**Task details:** Duplicate the lines of the data below verbatim, starting with the line containing "Someone flagged tree" and continuing through the line containing "[0,0,676,366]".

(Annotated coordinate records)
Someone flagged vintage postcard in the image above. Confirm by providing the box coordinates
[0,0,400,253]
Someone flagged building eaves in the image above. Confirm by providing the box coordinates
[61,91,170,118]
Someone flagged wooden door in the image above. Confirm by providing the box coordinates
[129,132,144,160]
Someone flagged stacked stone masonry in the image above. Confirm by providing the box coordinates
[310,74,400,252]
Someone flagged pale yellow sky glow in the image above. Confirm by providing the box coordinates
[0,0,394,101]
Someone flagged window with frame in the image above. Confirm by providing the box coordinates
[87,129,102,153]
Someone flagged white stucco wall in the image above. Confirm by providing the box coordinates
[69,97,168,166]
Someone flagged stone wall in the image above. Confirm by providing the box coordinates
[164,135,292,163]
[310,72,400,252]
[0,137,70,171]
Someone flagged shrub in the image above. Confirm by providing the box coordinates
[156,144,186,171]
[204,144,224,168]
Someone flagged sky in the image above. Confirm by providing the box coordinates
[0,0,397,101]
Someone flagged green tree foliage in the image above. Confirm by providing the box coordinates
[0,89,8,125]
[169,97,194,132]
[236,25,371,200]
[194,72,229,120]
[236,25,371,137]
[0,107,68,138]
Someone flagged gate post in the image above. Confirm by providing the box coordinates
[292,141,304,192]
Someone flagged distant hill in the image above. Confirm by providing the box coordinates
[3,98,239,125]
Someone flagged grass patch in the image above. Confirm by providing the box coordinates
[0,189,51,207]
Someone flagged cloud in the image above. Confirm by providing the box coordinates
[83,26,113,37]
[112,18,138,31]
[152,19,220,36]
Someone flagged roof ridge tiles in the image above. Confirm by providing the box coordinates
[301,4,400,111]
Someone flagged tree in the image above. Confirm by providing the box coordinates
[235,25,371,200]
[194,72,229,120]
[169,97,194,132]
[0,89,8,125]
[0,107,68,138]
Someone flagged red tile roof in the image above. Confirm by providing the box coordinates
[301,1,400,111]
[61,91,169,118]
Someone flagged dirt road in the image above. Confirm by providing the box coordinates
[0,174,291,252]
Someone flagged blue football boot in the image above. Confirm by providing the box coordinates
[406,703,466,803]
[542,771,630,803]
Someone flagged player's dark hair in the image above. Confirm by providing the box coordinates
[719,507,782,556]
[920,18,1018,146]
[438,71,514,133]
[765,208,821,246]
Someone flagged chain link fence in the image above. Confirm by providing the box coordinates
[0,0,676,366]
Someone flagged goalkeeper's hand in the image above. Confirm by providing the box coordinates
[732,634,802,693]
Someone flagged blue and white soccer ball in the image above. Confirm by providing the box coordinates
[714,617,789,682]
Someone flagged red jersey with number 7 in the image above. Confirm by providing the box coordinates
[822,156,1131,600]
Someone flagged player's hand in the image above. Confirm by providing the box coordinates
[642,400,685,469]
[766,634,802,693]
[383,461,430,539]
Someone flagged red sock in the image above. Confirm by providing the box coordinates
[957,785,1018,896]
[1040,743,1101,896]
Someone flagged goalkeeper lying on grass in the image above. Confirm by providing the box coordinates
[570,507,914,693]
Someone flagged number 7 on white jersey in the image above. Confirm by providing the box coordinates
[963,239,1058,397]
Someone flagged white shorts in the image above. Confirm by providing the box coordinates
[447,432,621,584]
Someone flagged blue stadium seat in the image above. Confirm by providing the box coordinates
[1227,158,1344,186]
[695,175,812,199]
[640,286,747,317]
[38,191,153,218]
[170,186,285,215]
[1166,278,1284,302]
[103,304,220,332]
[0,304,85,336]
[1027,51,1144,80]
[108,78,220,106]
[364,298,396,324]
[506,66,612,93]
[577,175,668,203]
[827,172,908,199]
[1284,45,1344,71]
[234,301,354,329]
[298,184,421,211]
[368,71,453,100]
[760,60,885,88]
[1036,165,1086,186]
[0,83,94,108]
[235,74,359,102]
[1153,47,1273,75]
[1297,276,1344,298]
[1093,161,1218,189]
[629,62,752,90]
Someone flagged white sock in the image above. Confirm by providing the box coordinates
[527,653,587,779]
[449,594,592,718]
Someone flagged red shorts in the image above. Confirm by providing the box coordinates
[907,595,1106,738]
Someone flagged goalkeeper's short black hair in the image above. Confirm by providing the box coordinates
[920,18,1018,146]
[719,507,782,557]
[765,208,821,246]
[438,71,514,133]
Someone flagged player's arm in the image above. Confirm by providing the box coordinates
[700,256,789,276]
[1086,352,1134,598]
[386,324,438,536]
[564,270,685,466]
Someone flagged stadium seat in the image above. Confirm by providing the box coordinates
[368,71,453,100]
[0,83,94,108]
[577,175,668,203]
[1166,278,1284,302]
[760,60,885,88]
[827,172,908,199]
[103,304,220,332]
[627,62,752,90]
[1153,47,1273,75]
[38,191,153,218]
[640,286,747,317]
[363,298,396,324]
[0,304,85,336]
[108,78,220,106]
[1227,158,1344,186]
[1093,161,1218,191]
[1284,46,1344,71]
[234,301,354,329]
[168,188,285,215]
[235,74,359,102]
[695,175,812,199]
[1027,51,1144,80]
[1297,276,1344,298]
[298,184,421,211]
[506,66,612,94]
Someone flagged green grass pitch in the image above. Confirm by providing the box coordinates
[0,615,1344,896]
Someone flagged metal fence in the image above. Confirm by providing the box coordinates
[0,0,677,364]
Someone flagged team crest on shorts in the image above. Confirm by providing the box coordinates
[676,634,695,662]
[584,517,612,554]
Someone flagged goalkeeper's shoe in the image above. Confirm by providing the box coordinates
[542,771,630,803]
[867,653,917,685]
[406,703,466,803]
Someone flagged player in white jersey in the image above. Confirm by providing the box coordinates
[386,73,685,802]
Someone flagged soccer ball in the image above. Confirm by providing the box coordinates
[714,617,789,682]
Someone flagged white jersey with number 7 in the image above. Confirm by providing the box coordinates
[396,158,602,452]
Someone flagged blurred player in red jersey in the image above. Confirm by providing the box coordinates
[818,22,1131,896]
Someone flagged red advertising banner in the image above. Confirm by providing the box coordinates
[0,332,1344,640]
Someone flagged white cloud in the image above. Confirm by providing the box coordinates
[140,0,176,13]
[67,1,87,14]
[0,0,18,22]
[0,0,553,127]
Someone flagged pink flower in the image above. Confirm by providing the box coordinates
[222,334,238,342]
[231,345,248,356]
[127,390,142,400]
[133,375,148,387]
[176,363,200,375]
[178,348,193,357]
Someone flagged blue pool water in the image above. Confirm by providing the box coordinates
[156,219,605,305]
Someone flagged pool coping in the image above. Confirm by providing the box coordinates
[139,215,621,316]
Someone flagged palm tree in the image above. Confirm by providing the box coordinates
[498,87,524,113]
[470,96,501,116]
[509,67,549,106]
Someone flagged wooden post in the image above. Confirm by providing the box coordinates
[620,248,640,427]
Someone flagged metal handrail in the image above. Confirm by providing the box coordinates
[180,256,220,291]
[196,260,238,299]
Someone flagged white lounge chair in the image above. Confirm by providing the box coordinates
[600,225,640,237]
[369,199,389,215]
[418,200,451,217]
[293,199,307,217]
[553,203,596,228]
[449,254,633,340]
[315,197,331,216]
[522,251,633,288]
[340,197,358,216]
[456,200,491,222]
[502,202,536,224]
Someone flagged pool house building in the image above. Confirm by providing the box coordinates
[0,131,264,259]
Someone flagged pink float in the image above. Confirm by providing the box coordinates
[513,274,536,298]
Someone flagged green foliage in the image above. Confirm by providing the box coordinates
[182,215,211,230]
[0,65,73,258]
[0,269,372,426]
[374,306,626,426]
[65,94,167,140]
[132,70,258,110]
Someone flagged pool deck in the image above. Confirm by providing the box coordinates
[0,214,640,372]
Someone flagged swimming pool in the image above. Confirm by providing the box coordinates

**In response:**
Someone flagged tree in the image above. Confirm by providing the box coordinates
[235,25,371,200]
[194,72,229,120]
[169,97,194,132]
[0,89,8,125]
[0,107,68,138]
Someone flagged red tile roof in the image above. Confirm by providing the box coordinates
[301,1,400,111]
[61,91,169,118]
Someone flagged dirt road in the image above. Confirm by providing the box coordinates
[0,174,291,252]
Someone flagged blue football boot in the image above. Confirm by providing the box coordinates
[406,703,466,803]
[542,771,630,803]
Someone flagged player's dark hair in the image above. Confirm by providing the box coordinates
[719,507,782,556]
[920,18,1018,146]
[438,71,514,133]
[765,208,821,246]
Someone flagged chain link fence in the image above. Confirm by providing the box coordinates
[0,0,676,366]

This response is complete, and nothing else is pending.